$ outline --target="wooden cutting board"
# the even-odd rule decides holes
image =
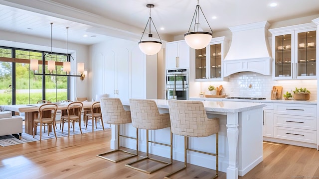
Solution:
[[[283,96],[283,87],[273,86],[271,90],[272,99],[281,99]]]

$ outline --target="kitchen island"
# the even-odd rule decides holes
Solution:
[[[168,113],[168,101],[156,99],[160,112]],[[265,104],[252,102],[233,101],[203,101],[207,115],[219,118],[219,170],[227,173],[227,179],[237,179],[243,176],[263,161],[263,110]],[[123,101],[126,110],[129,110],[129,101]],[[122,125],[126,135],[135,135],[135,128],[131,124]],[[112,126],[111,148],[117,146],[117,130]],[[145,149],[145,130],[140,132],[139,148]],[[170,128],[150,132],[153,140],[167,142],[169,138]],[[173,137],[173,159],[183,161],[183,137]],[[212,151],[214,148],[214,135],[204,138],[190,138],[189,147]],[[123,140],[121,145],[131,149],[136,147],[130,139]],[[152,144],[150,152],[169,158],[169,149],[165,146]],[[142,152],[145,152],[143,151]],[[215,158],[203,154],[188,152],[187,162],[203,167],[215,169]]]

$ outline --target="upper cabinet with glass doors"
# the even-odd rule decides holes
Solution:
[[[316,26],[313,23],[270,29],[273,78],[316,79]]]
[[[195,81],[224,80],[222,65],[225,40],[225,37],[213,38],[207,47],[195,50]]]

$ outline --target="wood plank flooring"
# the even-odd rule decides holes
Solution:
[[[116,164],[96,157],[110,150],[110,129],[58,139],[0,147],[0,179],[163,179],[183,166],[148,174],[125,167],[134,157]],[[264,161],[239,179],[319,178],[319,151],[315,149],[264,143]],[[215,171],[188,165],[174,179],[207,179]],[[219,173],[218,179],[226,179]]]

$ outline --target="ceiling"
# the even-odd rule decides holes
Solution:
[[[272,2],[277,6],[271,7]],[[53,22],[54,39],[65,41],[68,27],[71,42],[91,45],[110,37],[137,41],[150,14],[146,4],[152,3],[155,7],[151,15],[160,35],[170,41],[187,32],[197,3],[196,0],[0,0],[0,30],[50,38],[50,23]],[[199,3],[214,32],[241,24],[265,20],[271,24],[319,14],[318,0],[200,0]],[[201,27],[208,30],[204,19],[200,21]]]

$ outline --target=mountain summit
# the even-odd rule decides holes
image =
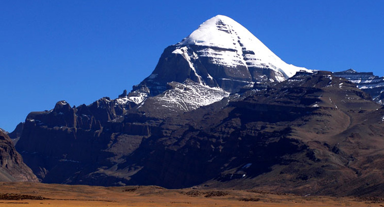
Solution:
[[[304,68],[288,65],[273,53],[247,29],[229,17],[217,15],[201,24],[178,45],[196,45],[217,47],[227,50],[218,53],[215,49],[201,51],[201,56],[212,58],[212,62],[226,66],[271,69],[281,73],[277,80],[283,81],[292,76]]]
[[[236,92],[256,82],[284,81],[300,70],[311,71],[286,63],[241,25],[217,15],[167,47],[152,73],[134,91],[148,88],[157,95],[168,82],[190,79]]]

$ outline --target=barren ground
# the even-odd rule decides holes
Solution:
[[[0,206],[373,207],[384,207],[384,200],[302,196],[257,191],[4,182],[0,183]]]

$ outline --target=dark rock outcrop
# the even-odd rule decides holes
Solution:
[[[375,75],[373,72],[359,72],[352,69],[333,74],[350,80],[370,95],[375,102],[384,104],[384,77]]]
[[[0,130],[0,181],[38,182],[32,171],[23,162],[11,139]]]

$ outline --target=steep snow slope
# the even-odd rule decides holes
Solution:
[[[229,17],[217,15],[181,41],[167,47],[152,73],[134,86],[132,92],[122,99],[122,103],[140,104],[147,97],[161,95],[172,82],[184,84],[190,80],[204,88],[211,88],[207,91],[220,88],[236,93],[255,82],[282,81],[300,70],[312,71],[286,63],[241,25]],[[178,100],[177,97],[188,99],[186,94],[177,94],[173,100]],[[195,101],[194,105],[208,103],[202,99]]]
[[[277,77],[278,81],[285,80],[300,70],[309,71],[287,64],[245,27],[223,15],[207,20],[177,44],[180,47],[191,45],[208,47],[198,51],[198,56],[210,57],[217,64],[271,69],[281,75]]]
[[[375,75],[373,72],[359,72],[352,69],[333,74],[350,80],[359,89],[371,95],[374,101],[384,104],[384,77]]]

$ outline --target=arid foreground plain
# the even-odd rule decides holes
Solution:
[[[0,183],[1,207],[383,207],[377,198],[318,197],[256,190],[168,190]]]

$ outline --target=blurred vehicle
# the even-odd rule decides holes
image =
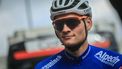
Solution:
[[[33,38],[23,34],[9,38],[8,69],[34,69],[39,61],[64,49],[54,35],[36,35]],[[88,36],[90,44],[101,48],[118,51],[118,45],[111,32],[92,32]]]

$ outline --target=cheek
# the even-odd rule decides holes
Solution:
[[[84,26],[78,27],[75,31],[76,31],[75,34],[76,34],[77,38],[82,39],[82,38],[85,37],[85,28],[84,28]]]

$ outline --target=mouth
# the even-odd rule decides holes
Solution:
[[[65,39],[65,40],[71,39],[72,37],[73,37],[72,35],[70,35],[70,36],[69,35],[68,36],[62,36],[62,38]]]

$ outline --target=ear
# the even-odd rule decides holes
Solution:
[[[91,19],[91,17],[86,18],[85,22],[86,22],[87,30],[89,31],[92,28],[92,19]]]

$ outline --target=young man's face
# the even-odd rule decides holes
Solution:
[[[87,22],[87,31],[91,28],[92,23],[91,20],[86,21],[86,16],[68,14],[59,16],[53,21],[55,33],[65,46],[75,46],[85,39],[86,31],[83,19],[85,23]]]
====================
__What you should do__.
Transcribe the part of the listing that opens with the line containing "--target=young man's face" and closes with the last line of the listing, reproducing each line precisely.

__Written reply__.
$ outline --target=young man's face
# the even-odd rule decides holes
Solution:
[[[87,22],[87,31],[91,28],[92,23],[91,20],[86,21],[86,16],[68,14],[59,16],[53,21],[55,33],[65,46],[75,46],[85,39],[86,31],[83,19],[85,23]]]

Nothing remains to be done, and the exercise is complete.